### Work to be completed
Pick out every line in the listing below that contains the string "above", matching case exactly, and copy each such line in full.

### Provided data
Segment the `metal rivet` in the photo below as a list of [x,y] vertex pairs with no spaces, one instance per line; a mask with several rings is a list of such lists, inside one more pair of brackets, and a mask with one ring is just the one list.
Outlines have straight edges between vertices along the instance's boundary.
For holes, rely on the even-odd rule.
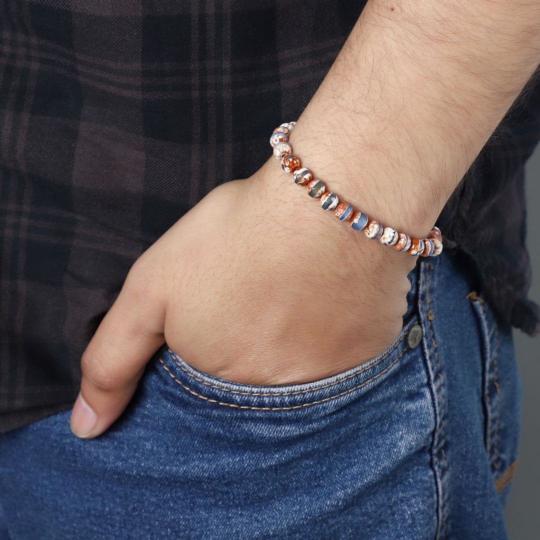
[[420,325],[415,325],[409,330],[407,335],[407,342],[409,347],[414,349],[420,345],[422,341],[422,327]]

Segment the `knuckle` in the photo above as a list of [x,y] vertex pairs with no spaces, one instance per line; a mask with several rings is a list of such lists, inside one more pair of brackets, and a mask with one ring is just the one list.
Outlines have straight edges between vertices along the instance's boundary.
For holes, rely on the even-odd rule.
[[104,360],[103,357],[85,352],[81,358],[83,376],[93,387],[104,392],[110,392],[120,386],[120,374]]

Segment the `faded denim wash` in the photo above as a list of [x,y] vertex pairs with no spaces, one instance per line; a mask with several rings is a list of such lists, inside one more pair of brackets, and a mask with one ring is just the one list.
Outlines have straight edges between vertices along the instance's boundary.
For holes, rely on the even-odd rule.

---

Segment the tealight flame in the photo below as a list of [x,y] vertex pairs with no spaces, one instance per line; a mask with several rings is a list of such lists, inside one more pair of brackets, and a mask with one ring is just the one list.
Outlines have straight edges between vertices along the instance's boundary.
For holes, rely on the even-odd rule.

### Expected output
Segment the `knuckle` in the photo above as a list of [x,y] vertex pairs with no spaces, one instance per line; a mask with several rings is a list of such lists, inside one more pair of brackets, and a mask with one ring is just the one list.
Segment the `faded denim wash` in the photo above as a list of [x,y] vertex pairs with no spaces, one instance per line; a mask with several rings is a list of such lists, inside one more pair of brackets, and a mask with one ring is just the one list.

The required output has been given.